Exercise description
Retype the data below exactly, skipping pictures.

(Dataset entries)
◆ ◆ ◆ ◆
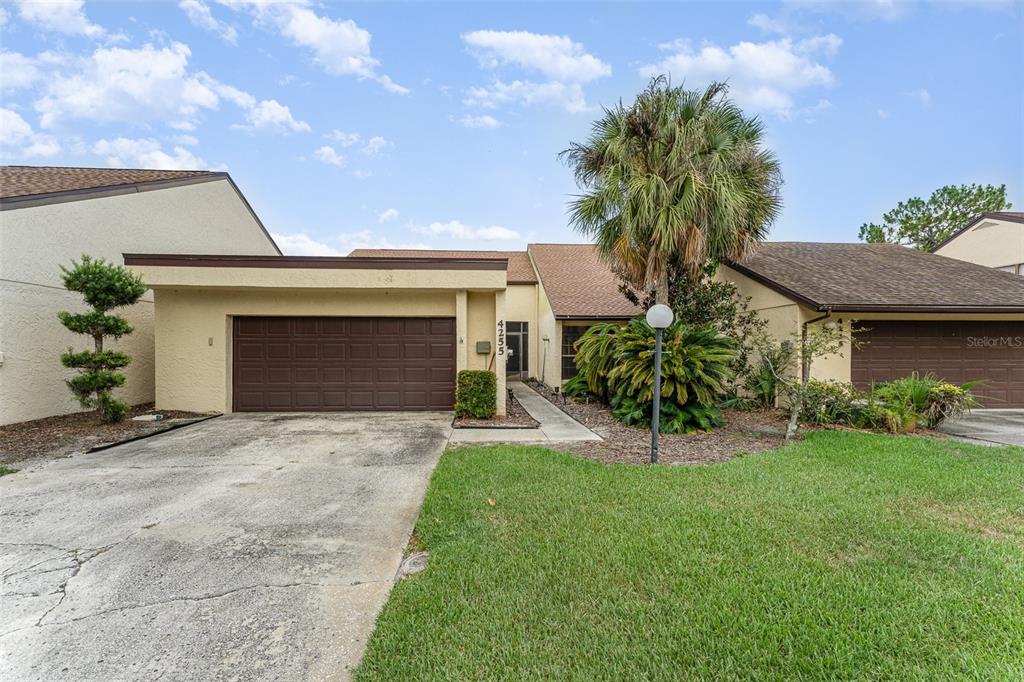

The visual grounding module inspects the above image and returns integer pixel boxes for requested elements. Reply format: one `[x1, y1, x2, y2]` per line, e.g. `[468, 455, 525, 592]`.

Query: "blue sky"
[1, 1, 1021, 255]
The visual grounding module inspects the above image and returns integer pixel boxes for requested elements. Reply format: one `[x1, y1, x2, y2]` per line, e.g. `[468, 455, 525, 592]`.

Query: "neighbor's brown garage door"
[852, 321, 1024, 407]
[232, 317, 456, 411]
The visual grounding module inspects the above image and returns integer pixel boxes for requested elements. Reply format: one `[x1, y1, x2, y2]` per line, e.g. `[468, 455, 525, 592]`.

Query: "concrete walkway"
[449, 382, 601, 444]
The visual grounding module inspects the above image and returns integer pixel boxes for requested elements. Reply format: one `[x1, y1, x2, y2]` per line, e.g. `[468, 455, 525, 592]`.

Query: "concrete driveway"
[0, 412, 452, 681]
[939, 409, 1024, 447]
◆ ◆ ◆ ◆
Task result
The visual grounding module inspects the above image and returns integer pixel boxes for requested elements. Reply format: one `[x1, y1, x2, y2]` per line, e.g. `[468, 455, 525, 592]`.

Query: "blue sky"
[1, 1, 1021, 255]
The visual grounding module inspects the above image and returns integer pixel boxes for requested elements. Reply format: one `[x1, y1, x2, y2]` per line, e.g. `[468, 455, 525, 592]`.

Query: "neighbor's brown garage door"
[852, 321, 1024, 407]
[232, 317, 456, 411]
The visual grounding module inspects the above image and returns integer pixel boxes for requested elements. Reply format: one `[x1, y1, x2, y2]` per line, e.g. `[468, 455, 525, 592]`.

Query: "concrete walkway"
[449, 382, 601, 444]
The visual grounding module inspects the above image and returns integer pixel boxes for requested elements. Reply format: one `[x1, y1, x2, y2]` per line, e.g. `[468, 455, 525, 592]`.

Query: "concrete driveway"
[0, 412, 452, 681]
[939, 409, 1024, 447]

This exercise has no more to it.